What the task requires: Look below for the line containing "of the flag". Output it and each remaining line of the entries exactly, and nothing else.
────────
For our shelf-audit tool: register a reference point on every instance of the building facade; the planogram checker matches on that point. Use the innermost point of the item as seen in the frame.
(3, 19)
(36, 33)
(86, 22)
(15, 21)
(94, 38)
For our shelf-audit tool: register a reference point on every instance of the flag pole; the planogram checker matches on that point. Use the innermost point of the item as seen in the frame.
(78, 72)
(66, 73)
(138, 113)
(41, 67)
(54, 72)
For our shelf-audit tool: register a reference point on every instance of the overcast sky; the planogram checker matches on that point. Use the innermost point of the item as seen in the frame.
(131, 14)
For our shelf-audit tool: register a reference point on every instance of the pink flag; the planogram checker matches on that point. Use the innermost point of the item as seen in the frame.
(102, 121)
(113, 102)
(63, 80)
────────
Task answer:
For our shelf-audit tool: register a reference point on every instance of the flag pole; the planogram checker matches on that point. Use the innermost point of the item as seen in the frame.
(78, 72)
(66, 73)
(138, 113)
(41, 67)
(54, 72)
For our shelf-audit tool: register a reference point on every instance of the overcast sky; the planogram checker matches on that point. Use the innermost point of the item as seen in the frame.
(131, 14)
For our shelf-audit tool: register a reference point on every instance of the pink flag; the planogram checker matches on that point. Use the innermost point of the item as seen in the frame.
(102, 121)
(113, 102)
(63, 80)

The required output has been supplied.